Tareas propuestas ->
a: Enumera, sin repetir ninguna, las expresiones que en el texto sobre Laborem exercens aparecen entre comillas angulares («»).
b: Extrae literalmente del texto sobre Laborem exercens el pasaje que comienza en las palabras "Estamos conmemorando el" y termina después de "autores más representativos.".

Conmemorando el 40 aniversario de Laborem exercens Humanismo del trabajo y espiritualidad en el 40 aniversario de Laborem exercens
Laborem exercens (LE), sobre el trabajo humano, de San Juan Pablo II constituye una de las enseñanzas claves y centrales de la Doctrina Social de la Iglesia
"La Iglesia está vivamente comprometida en esta causa, porque la considera como su misión, su servicio, como verificación de su fidelidad a Cristo, para poder ser verdaderamente la «Iglesia de los pobres»" (LE 8).
"Se debe ante todo recordar un principio enseñado siempre por la Iglesia. Es el principio de la prioridad del «trabajo» frente al «capital»" (LE 12)
"Se debe ante todo recordar un principio enseñado siempre por la Iglesia. Es el principio de la prioridad del «trabajo» frente al «capital»" (LE 12)
Estamos conmemorando el 40 aniversario de esa tan significativa encíclica que es Laborem exercens (LE), sobre el trabajo humano, de San Juan Pablo II. LE constituye una de las enseñanzas claves y centrales de la Doctrina Social de la Iglesia (DSI), que nos muestra el humanismo ético y cristiano-católico. Tal como, de forma similar y afín, nos ha transmitido la filosofía y el pensamiento contemporáneo, (por ejemplo) el personalismo del que el mismo Karol Wojtyła es uno de sus autores más representativos.

Datos proporcionados ->
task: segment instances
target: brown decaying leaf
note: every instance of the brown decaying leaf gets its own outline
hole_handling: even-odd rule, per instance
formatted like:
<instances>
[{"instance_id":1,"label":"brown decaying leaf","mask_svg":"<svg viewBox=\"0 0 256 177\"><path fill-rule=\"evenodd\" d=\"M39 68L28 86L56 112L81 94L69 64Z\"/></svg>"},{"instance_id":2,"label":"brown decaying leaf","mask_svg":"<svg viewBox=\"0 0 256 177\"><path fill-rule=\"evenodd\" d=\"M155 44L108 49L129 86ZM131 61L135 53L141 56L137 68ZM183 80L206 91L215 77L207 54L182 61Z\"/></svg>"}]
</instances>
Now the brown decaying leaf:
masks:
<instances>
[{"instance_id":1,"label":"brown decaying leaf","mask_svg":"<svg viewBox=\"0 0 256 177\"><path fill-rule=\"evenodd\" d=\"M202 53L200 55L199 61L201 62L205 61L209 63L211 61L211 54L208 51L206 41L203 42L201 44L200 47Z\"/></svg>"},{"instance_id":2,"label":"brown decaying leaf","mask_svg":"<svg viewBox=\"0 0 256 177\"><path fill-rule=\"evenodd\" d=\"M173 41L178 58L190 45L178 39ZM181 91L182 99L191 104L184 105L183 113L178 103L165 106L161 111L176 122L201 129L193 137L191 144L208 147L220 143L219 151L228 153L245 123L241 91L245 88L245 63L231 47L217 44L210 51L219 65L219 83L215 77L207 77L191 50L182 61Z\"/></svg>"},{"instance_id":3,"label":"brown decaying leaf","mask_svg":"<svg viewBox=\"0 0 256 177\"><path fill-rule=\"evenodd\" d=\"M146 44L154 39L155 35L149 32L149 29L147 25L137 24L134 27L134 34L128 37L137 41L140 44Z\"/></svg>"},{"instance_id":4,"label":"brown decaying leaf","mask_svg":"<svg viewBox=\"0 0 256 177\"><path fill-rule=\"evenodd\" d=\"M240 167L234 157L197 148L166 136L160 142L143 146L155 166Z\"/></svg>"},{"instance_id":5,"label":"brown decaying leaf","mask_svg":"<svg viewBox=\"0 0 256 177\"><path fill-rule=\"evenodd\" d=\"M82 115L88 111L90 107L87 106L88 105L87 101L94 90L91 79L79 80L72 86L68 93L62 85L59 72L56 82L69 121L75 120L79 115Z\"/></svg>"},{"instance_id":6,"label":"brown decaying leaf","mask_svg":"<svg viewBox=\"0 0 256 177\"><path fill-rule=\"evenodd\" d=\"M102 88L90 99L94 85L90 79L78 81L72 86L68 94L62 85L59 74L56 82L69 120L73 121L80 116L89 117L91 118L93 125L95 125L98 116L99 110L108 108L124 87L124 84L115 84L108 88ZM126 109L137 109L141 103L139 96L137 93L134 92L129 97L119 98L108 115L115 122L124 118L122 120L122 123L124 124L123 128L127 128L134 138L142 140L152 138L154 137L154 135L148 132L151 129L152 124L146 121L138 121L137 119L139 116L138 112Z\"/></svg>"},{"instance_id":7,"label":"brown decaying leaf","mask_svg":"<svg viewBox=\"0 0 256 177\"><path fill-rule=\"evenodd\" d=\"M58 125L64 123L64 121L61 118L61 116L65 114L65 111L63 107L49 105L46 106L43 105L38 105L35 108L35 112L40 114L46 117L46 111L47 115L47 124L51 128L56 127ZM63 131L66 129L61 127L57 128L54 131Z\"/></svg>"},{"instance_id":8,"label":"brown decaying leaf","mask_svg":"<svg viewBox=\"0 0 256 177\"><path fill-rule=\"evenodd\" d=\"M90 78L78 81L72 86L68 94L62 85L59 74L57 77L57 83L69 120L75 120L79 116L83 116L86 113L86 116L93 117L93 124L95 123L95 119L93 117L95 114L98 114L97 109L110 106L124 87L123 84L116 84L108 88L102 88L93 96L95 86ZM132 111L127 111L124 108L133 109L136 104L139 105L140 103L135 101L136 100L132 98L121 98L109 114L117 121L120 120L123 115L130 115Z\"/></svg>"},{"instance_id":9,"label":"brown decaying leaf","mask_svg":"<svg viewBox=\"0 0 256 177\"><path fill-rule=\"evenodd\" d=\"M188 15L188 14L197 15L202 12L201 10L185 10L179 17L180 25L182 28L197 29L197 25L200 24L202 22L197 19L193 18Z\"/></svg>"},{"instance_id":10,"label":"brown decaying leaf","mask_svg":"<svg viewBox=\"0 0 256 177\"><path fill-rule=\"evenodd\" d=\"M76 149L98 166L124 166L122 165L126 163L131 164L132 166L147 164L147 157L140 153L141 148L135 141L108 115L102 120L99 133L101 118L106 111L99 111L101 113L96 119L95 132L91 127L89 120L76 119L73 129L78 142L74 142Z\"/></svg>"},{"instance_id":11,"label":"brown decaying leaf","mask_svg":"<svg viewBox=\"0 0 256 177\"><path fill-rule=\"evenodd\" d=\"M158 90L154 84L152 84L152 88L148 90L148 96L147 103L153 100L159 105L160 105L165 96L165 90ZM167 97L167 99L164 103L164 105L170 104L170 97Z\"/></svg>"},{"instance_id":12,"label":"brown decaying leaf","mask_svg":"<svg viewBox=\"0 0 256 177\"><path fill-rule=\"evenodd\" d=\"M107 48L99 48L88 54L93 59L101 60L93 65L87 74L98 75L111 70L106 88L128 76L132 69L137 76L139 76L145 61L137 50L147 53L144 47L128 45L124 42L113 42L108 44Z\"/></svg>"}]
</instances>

Respuestas por tarea ->
a: Iglesia de los pobres; trabajo; capital

b:
Estamos conmemorando el 40 aniversario de esa tan significativa encíclica que es Laborem exercens (LE), sobre el trabajo humano, de San Juan Pablo II. LE constituye una de las enseñanzas claves y centrales de la Doctrina Social de la Iglesia (DSI), que nos muestra el humanismo ético y cristiano-católico. Tal como, de forma similar y afín, nos ha transmitido la filosofía y el pensamiento contemporáneo, (por ejemplo) el personalismo del que el mismo Karol Wojtyła es uno de sus autores más representativos.